▸ **Required action**: What is needed is an exact copy of the line with "I need to find the sunset" and all lines that follow it in the entries below, the last line included.

▸ **Input material**:
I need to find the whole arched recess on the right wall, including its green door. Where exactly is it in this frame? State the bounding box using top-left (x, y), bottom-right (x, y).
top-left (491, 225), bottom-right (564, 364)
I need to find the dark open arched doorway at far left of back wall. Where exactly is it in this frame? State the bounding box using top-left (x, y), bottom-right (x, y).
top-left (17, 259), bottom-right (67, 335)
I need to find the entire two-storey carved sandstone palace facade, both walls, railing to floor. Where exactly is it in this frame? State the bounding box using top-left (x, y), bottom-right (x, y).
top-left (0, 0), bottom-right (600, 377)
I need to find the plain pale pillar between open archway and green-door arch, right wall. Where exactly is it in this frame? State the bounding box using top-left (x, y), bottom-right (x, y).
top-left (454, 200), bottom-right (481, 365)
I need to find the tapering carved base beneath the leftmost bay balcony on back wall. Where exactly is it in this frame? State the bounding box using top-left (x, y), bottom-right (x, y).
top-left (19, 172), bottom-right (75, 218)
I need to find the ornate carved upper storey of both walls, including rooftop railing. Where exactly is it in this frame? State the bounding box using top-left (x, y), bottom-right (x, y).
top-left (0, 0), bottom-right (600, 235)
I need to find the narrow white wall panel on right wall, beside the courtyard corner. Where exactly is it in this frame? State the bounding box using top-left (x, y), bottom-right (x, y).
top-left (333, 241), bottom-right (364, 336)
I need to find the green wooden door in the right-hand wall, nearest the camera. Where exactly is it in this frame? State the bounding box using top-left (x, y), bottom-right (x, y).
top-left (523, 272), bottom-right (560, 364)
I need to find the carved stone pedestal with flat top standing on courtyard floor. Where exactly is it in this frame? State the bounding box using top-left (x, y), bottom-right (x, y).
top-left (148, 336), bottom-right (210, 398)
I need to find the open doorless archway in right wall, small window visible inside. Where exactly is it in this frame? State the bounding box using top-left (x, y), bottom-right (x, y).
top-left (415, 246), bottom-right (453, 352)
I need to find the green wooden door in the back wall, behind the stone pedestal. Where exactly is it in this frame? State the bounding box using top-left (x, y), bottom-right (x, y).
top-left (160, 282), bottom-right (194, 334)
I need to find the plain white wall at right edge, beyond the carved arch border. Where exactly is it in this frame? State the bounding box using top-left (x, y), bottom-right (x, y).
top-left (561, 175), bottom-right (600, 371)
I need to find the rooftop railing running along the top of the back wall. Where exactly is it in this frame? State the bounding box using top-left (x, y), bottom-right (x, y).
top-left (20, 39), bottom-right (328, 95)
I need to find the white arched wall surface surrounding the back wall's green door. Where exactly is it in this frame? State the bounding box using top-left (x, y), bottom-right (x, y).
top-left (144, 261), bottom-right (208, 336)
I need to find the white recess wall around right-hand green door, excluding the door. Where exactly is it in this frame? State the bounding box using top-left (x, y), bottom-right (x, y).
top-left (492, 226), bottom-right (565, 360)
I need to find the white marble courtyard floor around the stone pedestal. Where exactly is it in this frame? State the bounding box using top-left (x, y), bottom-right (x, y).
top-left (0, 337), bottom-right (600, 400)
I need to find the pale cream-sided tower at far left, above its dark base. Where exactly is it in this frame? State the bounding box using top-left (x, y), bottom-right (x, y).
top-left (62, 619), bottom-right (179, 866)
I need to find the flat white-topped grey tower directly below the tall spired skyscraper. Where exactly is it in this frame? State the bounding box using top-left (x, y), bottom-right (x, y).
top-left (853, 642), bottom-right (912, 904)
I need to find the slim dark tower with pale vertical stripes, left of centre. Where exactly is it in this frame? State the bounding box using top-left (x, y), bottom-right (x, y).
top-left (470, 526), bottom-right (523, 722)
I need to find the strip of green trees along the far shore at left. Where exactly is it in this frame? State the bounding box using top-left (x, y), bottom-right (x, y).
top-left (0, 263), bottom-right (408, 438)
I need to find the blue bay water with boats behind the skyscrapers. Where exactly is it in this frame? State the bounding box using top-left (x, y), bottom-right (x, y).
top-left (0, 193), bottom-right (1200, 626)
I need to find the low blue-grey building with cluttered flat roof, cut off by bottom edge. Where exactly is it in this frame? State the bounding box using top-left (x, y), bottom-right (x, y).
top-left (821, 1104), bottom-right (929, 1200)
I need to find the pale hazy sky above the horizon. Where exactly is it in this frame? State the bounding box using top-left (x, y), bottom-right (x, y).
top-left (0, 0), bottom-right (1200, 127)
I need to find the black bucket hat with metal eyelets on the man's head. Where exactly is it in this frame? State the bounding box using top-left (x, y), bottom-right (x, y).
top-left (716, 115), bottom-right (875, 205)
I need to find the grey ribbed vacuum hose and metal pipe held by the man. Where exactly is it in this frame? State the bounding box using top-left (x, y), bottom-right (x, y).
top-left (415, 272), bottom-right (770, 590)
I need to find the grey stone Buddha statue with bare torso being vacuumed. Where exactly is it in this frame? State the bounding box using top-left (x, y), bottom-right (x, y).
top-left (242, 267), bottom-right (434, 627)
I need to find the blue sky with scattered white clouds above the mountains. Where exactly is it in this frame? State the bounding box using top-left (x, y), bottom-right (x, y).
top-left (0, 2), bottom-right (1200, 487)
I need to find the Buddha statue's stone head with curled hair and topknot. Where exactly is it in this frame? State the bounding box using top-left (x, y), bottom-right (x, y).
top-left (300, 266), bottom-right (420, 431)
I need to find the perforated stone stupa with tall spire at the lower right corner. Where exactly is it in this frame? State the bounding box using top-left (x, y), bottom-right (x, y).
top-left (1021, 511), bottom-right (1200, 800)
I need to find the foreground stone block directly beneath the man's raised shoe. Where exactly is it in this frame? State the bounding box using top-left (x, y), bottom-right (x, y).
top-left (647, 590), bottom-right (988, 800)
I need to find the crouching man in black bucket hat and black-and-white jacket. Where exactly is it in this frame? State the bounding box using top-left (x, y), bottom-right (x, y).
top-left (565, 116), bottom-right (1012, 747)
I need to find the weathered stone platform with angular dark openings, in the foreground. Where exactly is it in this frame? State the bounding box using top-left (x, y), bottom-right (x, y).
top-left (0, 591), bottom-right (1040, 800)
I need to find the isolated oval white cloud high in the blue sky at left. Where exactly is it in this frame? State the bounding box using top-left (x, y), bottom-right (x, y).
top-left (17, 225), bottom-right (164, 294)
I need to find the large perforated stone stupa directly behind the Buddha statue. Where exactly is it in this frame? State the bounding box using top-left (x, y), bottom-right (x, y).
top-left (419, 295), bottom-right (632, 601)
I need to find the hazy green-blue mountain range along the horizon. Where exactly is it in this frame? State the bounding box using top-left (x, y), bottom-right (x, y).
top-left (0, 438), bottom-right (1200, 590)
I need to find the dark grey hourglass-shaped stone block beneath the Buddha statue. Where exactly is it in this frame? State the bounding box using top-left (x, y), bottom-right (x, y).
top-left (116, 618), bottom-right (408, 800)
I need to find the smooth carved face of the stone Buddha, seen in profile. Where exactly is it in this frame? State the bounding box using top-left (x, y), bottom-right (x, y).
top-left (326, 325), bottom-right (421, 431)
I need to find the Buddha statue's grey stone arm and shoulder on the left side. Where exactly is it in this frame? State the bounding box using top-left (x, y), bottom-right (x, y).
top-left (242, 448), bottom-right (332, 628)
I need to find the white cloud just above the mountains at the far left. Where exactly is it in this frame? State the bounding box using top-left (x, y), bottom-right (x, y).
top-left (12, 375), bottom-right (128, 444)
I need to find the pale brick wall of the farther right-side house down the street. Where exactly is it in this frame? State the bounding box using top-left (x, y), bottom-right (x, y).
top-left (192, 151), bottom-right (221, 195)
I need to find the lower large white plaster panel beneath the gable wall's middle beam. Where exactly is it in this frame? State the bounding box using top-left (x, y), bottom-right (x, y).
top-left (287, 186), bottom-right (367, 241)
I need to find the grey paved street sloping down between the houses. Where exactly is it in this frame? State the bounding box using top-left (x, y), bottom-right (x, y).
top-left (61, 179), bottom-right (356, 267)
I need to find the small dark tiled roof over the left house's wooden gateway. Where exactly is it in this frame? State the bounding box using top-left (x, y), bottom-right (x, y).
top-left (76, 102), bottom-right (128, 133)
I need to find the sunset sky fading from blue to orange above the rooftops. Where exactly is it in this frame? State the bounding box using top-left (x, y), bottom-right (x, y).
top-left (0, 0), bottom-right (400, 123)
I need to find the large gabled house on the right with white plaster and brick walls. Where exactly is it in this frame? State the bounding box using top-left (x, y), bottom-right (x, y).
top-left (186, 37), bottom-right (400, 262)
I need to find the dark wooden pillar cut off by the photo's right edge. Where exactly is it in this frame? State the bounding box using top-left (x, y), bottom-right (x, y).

▸ **Response to the exercise**:
I need to find the sunset sky fading from blue to orange above the rooftops. Where exactly is it in this frame? State the bounding box using top-left (x, y), bottom-right (x, y).
top-left (0, 0), bottom-right (400, 123)
I need to find the large gabled house on the right with white plaster and brick walls. Where exactly is it in this frame? State the bounding box using top-left (x, y), bottom-right (x, y).
top-left (186, 37), bottom-right (400, 262)
I need to find the dark wooden pillar cut off by the photo's right edge. Where exactly is it in this frame? State the bounding box using top-left (x, y), bottom-right (x, y).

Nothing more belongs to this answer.